Your instructions: Update the passage of the relationship-advice thread between "I don't necessarily" and "and the situation.", inclusive, and write it out with "upsets" changed to "bothers".

I hve spoken to him a couple of times about it but it is getting to a point now where it really pisses me off to the point where I am considering breaking up with him. If you speak to someone several times about something and they dont respect that it means they dont care. Also, he's 29, I find tht very childish. Imagine if you're dating someone and they make fun of the way you talk in every single conversation.

 

Let me know what you guys think please, should i end it?

 

Hmm I would like to hear a little bit more, if you don't mind.

Of course, no one should like being made fun of. It's not what people do in a relationship. And it sounds like you have talked to him about it, but did you express how it makes you feel?

 

So from what I think, some guys just like to tease their girl as it is playful and they want to keep flirting with you. Some guys are like that... Have you sat him down, really looked him in the eye, and tell him the way he makes fun of your talking is really hurting your feelings? "Although you may see it as playful or if you are just pointing it out, I feel hurt from the way you make fun of my talking."

 

Now if you have done all this, then why in the HELL are you still with him? Has he told you why he keeps talking about it? If he doesn't listen to you after you said all this, not worth it.

 

Wishing you the best,

-WhatDEWWWWW

Posted
Hmm I would like to hear a little bit more, if you don't mind.

Of course, no one should like being made fun of. It's not what people do in a relationship. And it sounds like you have talked to him about it, but did you express how it makes you feel?

 

So from what I think, some guys just like to tease their girl as it is playful and they want to keep flirting with you. Some guys are like that... Have you sat him down, really looked him in the eye, and tell him the way he makes fun of your talking is really hurting your feelings? "Although you may see it as playful or if you are just pointing it out, I feel hurt from the way you make fun of my talking."

 

Now if you have done all this, then why in the HELL are you still with him? Has he told you why he keeps talking about it? If he doesn't listen to you after you said all this, not worth it.

 

Wishing you the best,

-WhatDEWWWWW

 

I don't necessarily agree with this advise. In fact, doing this will probably make things worse.

 

 

People are attracted to people who feel good in their own skin. Telling him how much it upsets her just confirms to him that she is feeling unsure about herself and the situation.

[Saved entries]
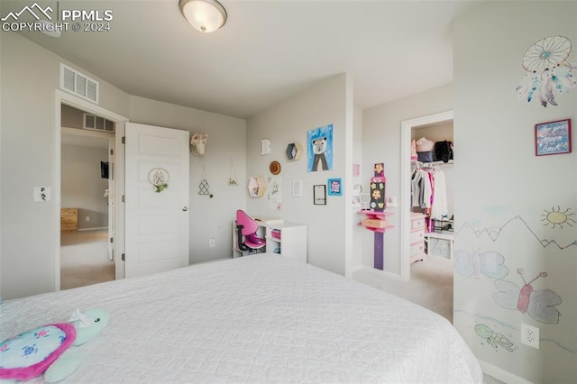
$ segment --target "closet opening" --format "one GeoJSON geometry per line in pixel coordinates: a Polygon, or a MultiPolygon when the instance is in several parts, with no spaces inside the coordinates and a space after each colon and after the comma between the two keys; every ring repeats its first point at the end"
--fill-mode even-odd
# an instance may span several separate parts
{"type": "MultiPolygon", "coordinates": [[[[451,219],[454,218],[451,181],[454,160],[446,159],[446,162],[443,161],[443,160],[435,160],[434,153],[436,142],[446,141],[453,142],[453,111],[429,114],[401,123],[401,196],[399,209],[404,215],[400,215],[400,275],[405,280],[410,279],[412,265],[416,262],[422,262],[426,265],[428,258],[445,259],[445,261],[448,261],[445,264],[450,265],[451,272],[453,270],[452,252],[453,242],[452,239],[453,233],[449,233],[449,229],[453,229],[453,224],[451,223],[451,219]],[[423,153],[421,161],[418,161],[417,142],[420,139],[425,140],[421,141],[418,148],[420,151],[418,151],[426,152],[428,150],[429,152],[432,151],[433,153],[423,153]],[[419,202],[417,206],[413,207],[413,175],[417,169],[423,170],[426,169],[433,172],[438,170],[444,174],[446,209],[443,209],[444,212],[438,217],[438,219],[444,220],[435,221],[431,219],[432,206],[420,207],[419,202]],[[444,215],[445,217],[443,217],[444,215]],[[435,227],[435,223],[438,228],[435,227]]],[[[436,215],[436,211],[434,214],[436,215]]],[[[435,259],[431,260],[435,261],[435,259]]]]}

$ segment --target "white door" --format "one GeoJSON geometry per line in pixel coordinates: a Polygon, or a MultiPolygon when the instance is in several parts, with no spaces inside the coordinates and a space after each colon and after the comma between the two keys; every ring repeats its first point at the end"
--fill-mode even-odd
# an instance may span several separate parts
{"type": "Polygon", "coordinates": [[[126,123],[126,278],[188,265],[188,132],[126,123]]]}

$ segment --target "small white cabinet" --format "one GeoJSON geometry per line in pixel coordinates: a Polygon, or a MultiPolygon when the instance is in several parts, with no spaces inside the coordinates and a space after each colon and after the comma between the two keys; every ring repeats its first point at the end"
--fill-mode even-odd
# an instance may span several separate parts
{"type": "MultiPolygon", "coordinates": [[[[307,262],[307,225],[294,223],[261,224],[259,225],[259,236],[266,239],[265,250],[268,253],[279,253],[307,262]]],[[[253,251],[241,251],[236,242],[236,222],[234,221],[233,257],[254,253],[253,251]]]]}
{"type": "Polygon", "coordinates": [[[425,256],[425,215],[411,212],[411,263],[424,261],[425,256]]]}

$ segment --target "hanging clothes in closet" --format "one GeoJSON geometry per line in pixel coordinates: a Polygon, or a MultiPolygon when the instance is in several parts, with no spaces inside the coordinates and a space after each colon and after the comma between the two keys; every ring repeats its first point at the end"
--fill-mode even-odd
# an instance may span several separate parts
{"type": "Polygon", "coordinates": [[[448,218],[447,187],[444,172],[438,167],[417,167],[411,178],[411,206],[424,209],[435,220],[448,218]]]}
{"type": "Polygon", "coordinates": [[[433,169],[433,203],[431,204],[431,218],[434,220],[446,220],[449,218],[447,204],[447,183],[444,172],[438,169],[433,169]]]}

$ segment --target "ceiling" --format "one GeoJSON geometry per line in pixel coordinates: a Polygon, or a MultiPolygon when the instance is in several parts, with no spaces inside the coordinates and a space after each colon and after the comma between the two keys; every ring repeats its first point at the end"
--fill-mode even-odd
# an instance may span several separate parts
{"type": "Polygon", "coordinates": [[[245,119],[343,72],[361,108],[450,83],[451,21],[479,1],[221,0],[228,21],[210,34],[178,0],[46,3],[112,10],[110,31],[28,39],[128,94],[245,119]]]}

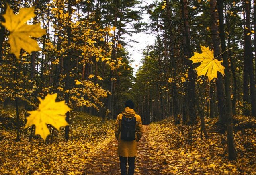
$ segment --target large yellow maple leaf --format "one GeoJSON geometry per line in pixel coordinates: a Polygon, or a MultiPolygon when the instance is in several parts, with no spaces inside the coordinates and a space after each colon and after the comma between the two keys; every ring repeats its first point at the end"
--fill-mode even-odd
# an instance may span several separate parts
{"type": "Polygon", "coordinates": [[[209,47],[200,46],[202,53],[194,52],[195,55],[189,59],[192,61],[193,63],[201,63],[200,66],[194,69],[197,72],[197,77],[203,75],[207,76],[211,81],[214,78],[217,78],[218,71],[225,75],[225,67],[221,64],[223,60],[214,58],[213,49],[211,51],[209,47]]]}
{"type": "Polygon", "coordinates": [[[40,24],[28,25],[27,21],[35,16],[34,7],[21,8],[18,14],[15,14],[10,6],[7,4],[6,13],[3,15],[5,22],[1,23],[10,31],[8,42],[11,47],[11,53],[17,58],[20,49],[23,48],[29,53],[41,50],[36,40],[31,37],[38,38],[45,34],[40,24]]]}
{"type": "Polygon", "coordinates": [[[38,109],[28,111],[30,115],[27,117],[27,123],[25,128],[33,125],[35,126],[35,134],[39,134],[45,140],[50,132],[47,124],[51,125],[57,130],[62,126],[68,125],[65,120],[66,113],[71,109],[64,101],[55,102],[57,94],[48,94],[44,99],[39,98],[40,103],[38,109]]]}

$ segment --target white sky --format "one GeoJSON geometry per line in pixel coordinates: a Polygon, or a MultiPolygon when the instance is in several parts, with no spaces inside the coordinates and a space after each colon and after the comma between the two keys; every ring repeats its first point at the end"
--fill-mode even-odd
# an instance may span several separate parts
{"type": "MultiPolygon", "coordinates": [[[[147,0],[147,4],[146,2],[143,2],[141,4],[141,6],[149,5],[152,2],[152,0],[147,0]]],[[[142,17],[143,18],[143,19],[142,20],[143,21],[147,23],[149,22],[149,14],[143,14],[142,15],[142,17]]],[[[137,34],[133,34],[131,37],[128,35],[126,35],[125,38],[125,41],[127,42],[129,41],[130,39],[133,39],[139,43],[130,42],[129,43],[129,45],[133,46],[133,47],[129,47],[128,46],[129,45],[125,47],[130,55],[131,58],[134,60],[131,66],[134,69],[133,70],[135,72],[133,72],[133,74],[135,75],[136,72],[138,70],[139,66],[141,66],[141,64],[140,64],[140,62],[141,60],[143,58],[142,53],[143,49],[146,48],[147,45],[151,45],[154,43],[156,36],[153,34],[140,32],[137,34]],[[136,65],[138,65],[138,66],[136,67],[136,65]]]]}

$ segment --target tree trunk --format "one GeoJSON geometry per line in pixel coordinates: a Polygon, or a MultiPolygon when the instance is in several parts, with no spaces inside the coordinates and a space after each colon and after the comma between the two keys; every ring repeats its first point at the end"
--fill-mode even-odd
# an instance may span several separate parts
{"type": "MultiPolygon", "coordinates": [[[[72,0],[68,0],[68,21],[71,21],[71,15],[72,14],[72,0]]],[[[67,29],[67,33],[68,35],[68,48],[69,48],[71,43],[71,27],[70,24],[69,23],[67,29]]],[[[65,82],[65,91],[70,89],[70,70],[71,64],[71,51],[70,49],[69,49],[68,51],[67,56],[65,58],[64,61],[65,62],[64,65],[65,66],[65,73],[66,76],[66,80],[65,82]]],[[[65,102],[67,104],[68,104],[69,102],[69,92],[66,93],[65,94],[65,102]]],[[[69,123],[69,111],[66,113],[66,120],[69,123]]],[[[69,136],[68,134],[69,133],[69,125],[67,126],[65,128],[65,138],[68,139],[69,136]]]]}
{"type": "MultiPolygon", "coordinates": [[[[216,0],[210,0],[211,6],[211,25],[210,28],[211,32],[211,37],[213,44],[214,57],[216,58],[221,54],[219,45],[220,41],[218,37],[218,29],[217,21],[218,17],[217,12],[215,11],[216,8],[217,2],[216,0]]],[[[217,59],[221,60],[221,57],[219,56],[217,59]]],[[[219,109],[219,122],[221,124],[226,122],[227,113],[226,112],[226,104],[225,96],[224,90],[223,87],[223,80],[222,75],[220,72],[217,73],[218,78],[216,81],[217,88],[217,98],[218,99],[218,109],[219,109]]]]}
{"type": "MultiPolygon", "coordinates": [[[[186,48],[185,55],[187,58],[191,57],[191,47],[190,37],[190,29],[188,25],[188,3],[187,0],[180,0],[181,4],[182,18],[184,24],[185,43],[186,48]]],[[[188,69],[188,78],[189,80],[188,86],[188,110],[190,111],[190,119],[189,122],[193,123],[196,120],[196,113],[195,108],[195,73],[193,70],[192,62],[186,59],[186,64],[188,69]]]]}
{"type": "Polygon", "coordinates": [[[254,82],[254,72],[253,70],[253,55],[252,52],[252,39],[251,38],[251,3],[250,0],[247,3],[248,0],[244,1],[245,6],[245,30],[244,39],[244,62],[247,62],[245,71],[248,71],[250,79],[250,90],[252,115],[256,116],[256,97],[255,96],[255,84],[254,82]]]}
{"type": "Polygon", "coordinates": [[[227,137],[228,145],[228,153],[229,159],[235,160],[236,159],[236,154],[235,149],[234,139],[233,138],[233,126],[232,126],[232,110],[231,101],[231,89],[229,72],[229,62],[226,51],[226,41],[225,40],[225,32],[223,17],[223,2],[222,0],[217,0],[218,12],[219,15],[220,27],[220,37],[221,49],[225,52],[223,54],[223,62],[225,67],[224,76],[225,87],[225,95],[227,105],[227,137]]]}

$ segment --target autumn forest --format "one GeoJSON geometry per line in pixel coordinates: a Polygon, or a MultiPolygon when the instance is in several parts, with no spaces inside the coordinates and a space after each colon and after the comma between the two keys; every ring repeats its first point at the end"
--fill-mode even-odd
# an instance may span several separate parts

Reply:
I don't necessarily agree with this advise. In fact, doing this will probably make things worse.

 

 

People are attracted to people who feel good in their own skin. Telling him how much it bothers her just confirms to him that she is feeling unsure about herself and the situation.